PASSAGE -
Hey friends! Long time, eh? Well, it was just a little over a month ago that I was in Boston running the marathon and I am finally getting some time to share my experiences. A month sounds like a lot of time to process and plenty of time to write something but let me explain that month to you. It sort of went like this...
I went from...LA to Milwaukee
Milwaukee to LA
LA to Boston
Boston to St. Louis
St. Louis to Chicago
Chicago to Home
Oh...did I mention I'm on a plane back to Milwaukee right now?
Needless to say life has been a little crazy and I have remained VERY busy.
I was gone practically the entire month of April with only two days after the marathon to sort of "lock it up" as I like to call it. I had to refocus and put my professional face on as I was jumping right back into work.
Boston was my first marathon…EVER. There was excitement there was nerves and there was the overwhelming need in the pit of my stomach to just get it started. After training for seven months I was eager to get it over with. To just hit the pavement and go. It was time and I was ready.
I made it past the Wellesley College with the swarms of screaming girls vying for kisses (I gave high fives), past Newton and Heartbreak hill, past tons of drunken buffoons (my favorite) right near Fenway and the CITGO sign was welcoming me in. I was almost there and could practically visualize the finish line.
I was coming down Comm Ave about to reach Mass Ave when we came to a screeching halt. Everyone around me looked confused and a little lost. No one had a clue what was going on. All I could think about was how I was making such good time! How dare they stop me now!
It wasn’t until I heard a fellow runner on his phone say “there were explosions at the finish line” that I had any clue that there was the slightest hint of danger. Of all the places and events…here? How bad was it? Where was it? Has anyone been hurt? And most importantly...where is mom? She was going to meet me at the finish line and I was close. I immediately hopped on my phone again and tried to reach her. Nothing. I tried to call my brother in California to inform him I was okay. Nothing. By this time people around me had started crying and the sounds of sirens began to fill the air. I finally attempted to text my mom and it went through. When I saw the “entering text” bubble pop up on my iphone the tears started to roll down my face. My mom was responding. She was okay. I was okay.
I automatically went into action. Where was I? I was swimming in a sea of runners, how would she find me? 390 Commonwealth Avenue – dropped a pin and sent it her way. As I waited that is when the texts from friends and loved ones started coming in, too many to even try and respond. This is why I am so grateful for social media. I quickly went onto facebook and gave my status. “I’m okay. Mom is okay. I will update later”. Mom eventually arrived and we began to make our trek out of the city.
Now, after running for so long my body temp started to drop and I was FREEZING! It was in the 50’s and I was in a tank, spandex pants and standing in the shade of the buildings on Comm Ave. My body was tightening up, I was dehydrated and I just wanted to go home. Cabs were scarce, the T was shut down and so we hopped on the closest bus. In spurts the tears streamed down my face. I think at this point it was just tears of pure exhaustion. I had been training for this for so long and I was so tired and to be stopped so close to the finish was just not fair. That coupled with the fact that something so special had been taken away from not only me but from the thousands of individuals that were standing around me. It wasn’t until I got back to our hotel in Newton that I really understood what had happened. 3 were dead and many more were injured. I hugged my mom in the hotel room and just cried. I couldn’t help but think “What if”? What if I hadn’t gotten the cramps in my left calf that caused me to pull off and stretch after the Newton hills? What if I had been about ten minutes earlier? What if? What if? What if?

SET TASK - Proceed with the Boston Marathon account, beginning immediately after its final sentence.

EXTRACTED DATA -

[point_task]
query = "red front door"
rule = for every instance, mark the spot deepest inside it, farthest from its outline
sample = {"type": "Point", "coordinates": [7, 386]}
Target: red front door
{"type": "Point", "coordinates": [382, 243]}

ANSWER TO THE PROBLEM -
But thinking like that can drive someone crazy and it did that first day.
Now, as I think about it all a month later, I am now able to look at this experience as a whole and be thankful for some of the smaller moments. Focusing on the light amidst a dark tragedy. As I sit here (on this plane to Milwaukee) I am thankful for a lot.
I'm thankful for….
- - The people of Boston who lined the streets cheering me on. Those individuals that shouted “Go Kerry, you got this!” and the Bostonians who screamed at the top of their lungs “Go Liv-ah!” in support of the foundation I was running for.
- - I’m thankful for Tim. My Run for Research buddy who I met the morning of and got to hang out with in Athletes Village. It was my first year on a team full of Boston natives so thank you Tim for making me feel welcome. And good call on the port-o-potties!
- - I’m thankful for my mom. My angel. I kept telling her how grateful I was that she was not only safe but there with me. I'm thankful we were both safe.
- - I’m thankful I ran with my phone! Had I not…well that day would have been completely different I am sure.
- - I’m thankful for the older woman on the bus to Newton who handed me tissue when she saw me crying and said “I’m glad your okay”.
- - I’m thankful for all the officials from the city of Boston, the thousands of volunteers and those that lent a helping hand to those injured on Monday.
- - And finally, I’m thankful for those hundreds of people who from the very start of this journey have been supportive and caring in numerous ways. Those individuals that donated time, money and energy into this cause and my journey to Boston. You guys are a blessing and I don’t know how I could ever repay you.
I decided that there is one thing that cannot be taken away from me after this experience. I am a marathon runner. I trained like a marathon runner, I put in the time like a marathon runner and there was no way that I would not have crossed that finish line. No one can take away the months of training, the 25.5 miles I already ran or the feeling I got when people chanted my name as I ran by…those moments are mine forever.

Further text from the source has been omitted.